● Text provided
━━━━━━━━━━━━━━━━━━━━

People v. Relkin
211 Cal. Rptr. 3d 879
Cal. Ct. App.2016Background
- Defendant Scott Relkin pleaded no contest in two separate Butte County cases for methamphetamine- and hydromorphone-related offenses and admitted prior convictions and prior prison terms.
- Case CM041966 (plea Jan 15, 2015): no contest to three counts, admissions of priors; written plea specified a 17-year maximum for that case.
- Case CM040863 (plea June 12, 2014): no contest to possession for sale, admission of a prior, with a negotiated maximum of 3 years for that case.
- At sentencing the court followed probation’s recommendation and imposed an aggregate county-jail/mandatory supervision term of 17 years 8 months (17 years for CM041966 plus a consecutive 8 months for CM040863). Defendant did not object at sentencing.
- The court also imposed conditions of mandatory supervision (including Conditions No. 6 and 13) and a stayed consecutive term on count 2 (one-third the middle term) that the Court of Appeal later found to be unauthorized and corrected to a stayed full middle term.

━━━━━━━━━━━━━━━━━━━━

● Recorded data

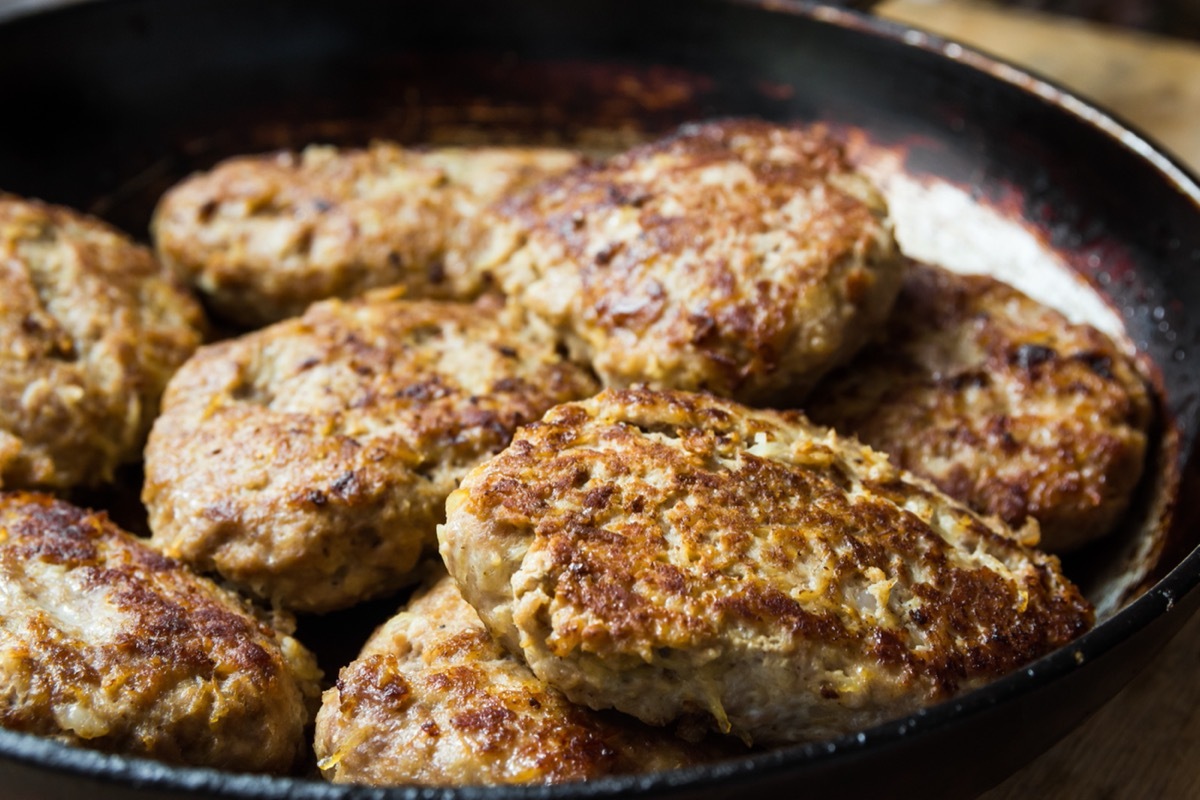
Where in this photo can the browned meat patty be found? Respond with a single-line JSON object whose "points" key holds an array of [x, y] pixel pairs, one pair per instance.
{"points": [[309, 462], [737, 257], [666, 553], [93, 328], [435, 701], [107, 644], [264, 236], [1001, 402]]}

━━━━━━━━━━━━━━━━━━━━

From the People v. Relkin case summary, copy everything from "People v. Relkin" down to "object at sentencing.".

● Task output
People v. Relkin
211 Cal. Rptr. 3d 879
Cal. Ct. App.2016Background
- Defendant Scott Relkin pleaded no contest in two separate Butte County cases for methamphetamine- and hydromorphone-related offenses and admitted prior convictions and prior prison terms.
- Case CM041966 (plea Jan 15, 2015): no contest to three counts, admissions of priors; written plea specified a 17-year maximum for that case.
- Case CM040863 (plea June 12, 2014): no contest to possession for sale, admission of a prior, with a negotiated maximum of 3 years for that case.
- At sentencing the court followed probation’s recommendation and imposed an aggregate county-jail/mandatory supervision term of 17 years 8 months (17 years for CM041966 plus a consecutive 8 months for CM040863). Defendant did not object at sentencing.